Texte de la page:
┌────────

Les trois arènes de l’institutionnalisation
Pour décrire la trajectoire d’institutionnalisation du débat public, focalisons l’attention sur trois scènes publiques principales, les conflits d’aménagement servant de trame de fond commune à ces trois scènes. Il faut en effet souligner la reprise de la conflictualité autour des usages du territoire à la fin des années 1980 (alors qu’elle avait régressé au début de la décennie avec l’arrivée de la gauche au pouvoir) et son maintien à un niveau élevé depuis. Ces conflits mettent en cause la logique traditionnelle de l’utilité publique, les citoyens refusant d’être traités seulement comme des riverains et réclamant leur part à l’élaboration des décisions. Cette revendication sans cesse renouvelée alimente depuis vingt ans un ensemble d’activités pour y répondre.
L’invention du débat public lors du conflit du TGV Méditerranée a ouvert une première scène sur laquelle des associations locales ou régionales de défense, ensuite relayées par des fédérations environnementalistes nationales, acheminent dans l’espace public des propositions d’institutionnalisation du débat public. Dans l’ensemble de l’action associative autour des conflits d’aménagement, on retiendra donc spécifiquement ces activités comme étant constitutives de la première arène où se joue l’institution du débat public.

└────────

Données:
┌────────

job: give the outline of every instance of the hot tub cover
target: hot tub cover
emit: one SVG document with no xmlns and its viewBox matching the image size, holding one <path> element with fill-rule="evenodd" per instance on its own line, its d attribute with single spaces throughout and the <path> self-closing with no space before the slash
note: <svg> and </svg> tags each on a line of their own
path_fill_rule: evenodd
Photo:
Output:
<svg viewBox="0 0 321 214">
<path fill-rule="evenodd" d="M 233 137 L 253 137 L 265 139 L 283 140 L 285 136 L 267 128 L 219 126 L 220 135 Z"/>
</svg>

└────────

Exercices:
(1) D'après le texte sur le débat public, répondez à ces questions :
(a) À quel moment la conflictualité autour des usages du territoire a-t-elle repris ?
(b) Comment les citoyens refusent-ils d'être traités ?
(c) Lors de quel conflit le débat public a-t-il été inventé ?
(2) Recopiez sans rien changer le passage du texte sur le débat public qui va de « Les trois arènes » jusqu'à « pour y répondre. » inclus.
Les lignes n'ont aucun lien avec le texte.

Corrigés ci-dessous:
(1)
(a) À la fin des années 1980.
(b) Seulement comme des riverains.
(c) Lors du conflit du TGV Méditerranée.

(2)
Les trois arènes de l’institutionnalisation
Pour décrire la trajectoire d’institutionnalisation du débat public, focalisons l’attention sur trois scènes publiques principales, les conflits d’aménagement servant de trame de fond commune à ces trois scènes. Il faut en effet souligner la reprise de la conflictualité autour des usages du territoire à la fin des années 1980 (alors qu’elle avait régressé au début de la décennie avec l’arrivée de la gauche au pouvoir) et son maintien à un niveau élevé depuis. Ces conflits mettent en cause la logique traditionnelle de l’utilité publique, les citoyens refusant d’être traités seulement comme des riverains et réclamant leur part à l’élaboration des décisions. Cette revendication sans cesse renouvelée alimente depuis vingt ans un ensemble d’activités pour y répondre.